A agência, em seu relatório, recomenda que Savinova e a medalhista de bronze dos 800m em Londres, Ekaterina Poistogova, sejam banidas de forma perpétua do esporte e seus resultados sejam anulados.
Assim, Semenya ganharia dois ouros de uma vez só. À imprensa sul-africana, ela disse que ainda assim não se sentiria campeã. “Mesmo que venham esses ouros, eu ainda vou me considerar medalhista de prata”, afirmou após uma prova de rua na cidade de Tembisa.
Teste de femininidade
Ainda que o ouro olímpico chegue por vias tortas para Caster Semenya, a láurea coroaria uma longa jornada pela qual teve que passar para competir no cenário internacional.
O COI decidiu não permitir que mulheres com excesso de hormônio masculino, como a testosterona, competissem no feminino em Londres-2012. Ou seja, estariam excluídas as que sofrem de hiperandrogenismo, que é quando a mulher produz esses hormônios acima da média das demais de modo natural.
Os efeitos do androgênio (hormônio masculino) no corpo ajudam a explicar por que os homens têm performance superior às mulheres em vários esportes. Mulheres com hiperandroginismo geralmente têm atuação superior a outras atletas.
Este é o caso de Semenya, que nunca revelou por qual tipo de tratamento hormonal se submeteu (ou se submete ainda).
A atleta sul-africana ficou famosa no Mundial-2009, em Berlim, ao ser campeã mundial dos 800 m com mais de dois segundos à frente da segunda colocada, antes do controverso teste de gênero que precisou fazer. À época, levantaram-se suspeitas ao ponto de surgir o rumor de que a sul-africana seria hermafrodita. A IAAF (entidade máxima do atletismo) solicitou à federação sul-africana informações e exames da atleta.
A federação a defendeu, mas, em acordo com a IAAF, aceitou exames para comprovar o sexo de Semenya. Foram quase 11 meses de avaliações, período no qual Caster não pôde competir. Retornando apenas em 2011, para o Mundial de Daegu, no qual perdeu o ouro exatamente para Mariya Savinova.
Desde que surgiu naquele Mundial de Berlim-09 e foi alvo de tantas polêmicas, Caster Semenya nunca mais foi tão rápida.
= = = = =
**O que fazer**
Segundo o trecho sobre Caster Semenya, por quanto tempo ela ficou impedida de competir durante as avaliações? As linhas constituem um material independente do texto.

Anotações de pontos em imagens
= = = = =
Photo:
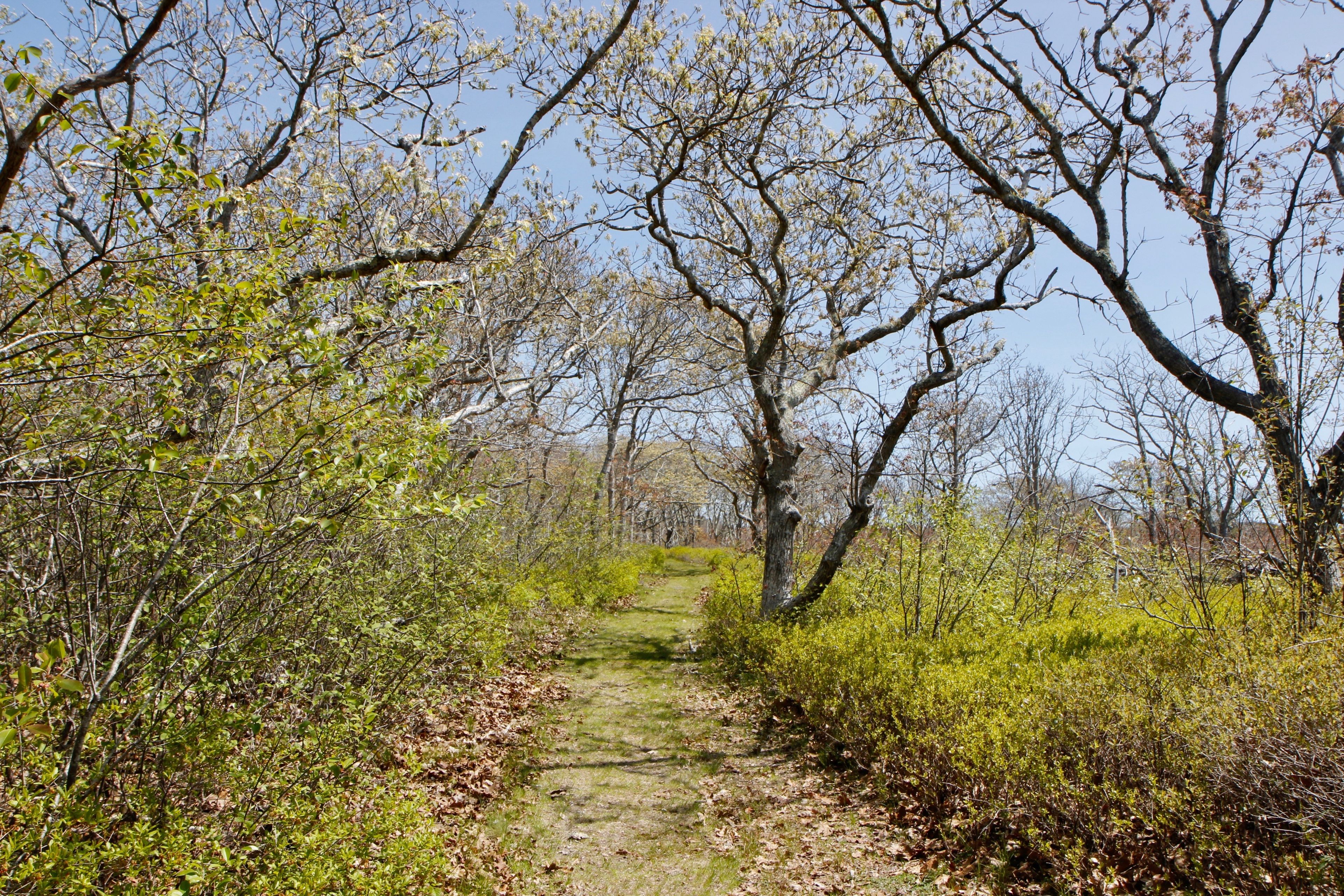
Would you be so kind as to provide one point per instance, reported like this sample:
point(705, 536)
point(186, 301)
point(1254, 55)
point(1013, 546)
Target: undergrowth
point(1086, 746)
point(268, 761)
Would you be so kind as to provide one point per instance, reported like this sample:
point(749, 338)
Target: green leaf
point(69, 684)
= = = = =
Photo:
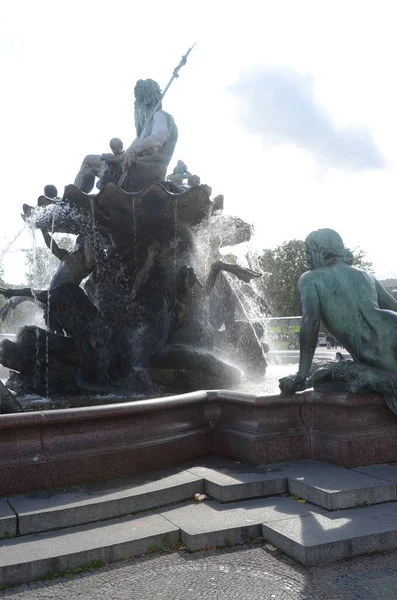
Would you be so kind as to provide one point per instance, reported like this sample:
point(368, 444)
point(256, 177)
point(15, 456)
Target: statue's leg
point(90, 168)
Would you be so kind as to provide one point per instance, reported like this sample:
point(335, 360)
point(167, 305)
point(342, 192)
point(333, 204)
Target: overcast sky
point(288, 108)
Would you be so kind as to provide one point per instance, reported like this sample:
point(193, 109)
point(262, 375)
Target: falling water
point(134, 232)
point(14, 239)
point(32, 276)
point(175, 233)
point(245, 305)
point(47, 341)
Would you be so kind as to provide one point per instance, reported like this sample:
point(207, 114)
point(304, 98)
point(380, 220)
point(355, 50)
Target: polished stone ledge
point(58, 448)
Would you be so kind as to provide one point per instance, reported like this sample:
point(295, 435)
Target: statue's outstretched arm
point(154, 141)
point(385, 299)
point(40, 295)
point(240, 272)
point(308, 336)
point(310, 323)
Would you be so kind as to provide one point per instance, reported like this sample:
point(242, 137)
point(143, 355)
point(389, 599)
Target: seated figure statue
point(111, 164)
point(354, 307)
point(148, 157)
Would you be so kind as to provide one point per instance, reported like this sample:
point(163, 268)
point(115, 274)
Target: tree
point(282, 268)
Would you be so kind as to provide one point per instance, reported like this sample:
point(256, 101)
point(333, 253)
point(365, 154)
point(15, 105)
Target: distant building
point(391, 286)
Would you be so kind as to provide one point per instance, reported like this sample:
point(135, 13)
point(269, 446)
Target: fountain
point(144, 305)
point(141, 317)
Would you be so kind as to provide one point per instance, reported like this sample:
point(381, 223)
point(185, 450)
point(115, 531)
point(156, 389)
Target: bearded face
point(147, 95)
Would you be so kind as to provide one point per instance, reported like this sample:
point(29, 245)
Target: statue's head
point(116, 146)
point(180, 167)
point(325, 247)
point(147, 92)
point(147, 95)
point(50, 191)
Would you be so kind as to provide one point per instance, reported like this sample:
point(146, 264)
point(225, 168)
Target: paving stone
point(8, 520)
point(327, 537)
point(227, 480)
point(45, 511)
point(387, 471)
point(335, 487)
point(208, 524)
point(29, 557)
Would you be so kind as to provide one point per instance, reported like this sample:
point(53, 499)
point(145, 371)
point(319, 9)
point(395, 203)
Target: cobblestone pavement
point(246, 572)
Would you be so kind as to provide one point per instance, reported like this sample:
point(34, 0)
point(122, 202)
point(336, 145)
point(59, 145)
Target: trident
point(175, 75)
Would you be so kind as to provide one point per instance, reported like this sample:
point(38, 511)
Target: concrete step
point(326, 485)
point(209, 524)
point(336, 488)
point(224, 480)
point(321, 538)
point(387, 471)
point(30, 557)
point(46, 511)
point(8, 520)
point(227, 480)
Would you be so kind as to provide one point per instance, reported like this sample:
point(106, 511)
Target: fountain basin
= = = = =
**Solução**
Ela ficou impedida de competir por quase 11 meses.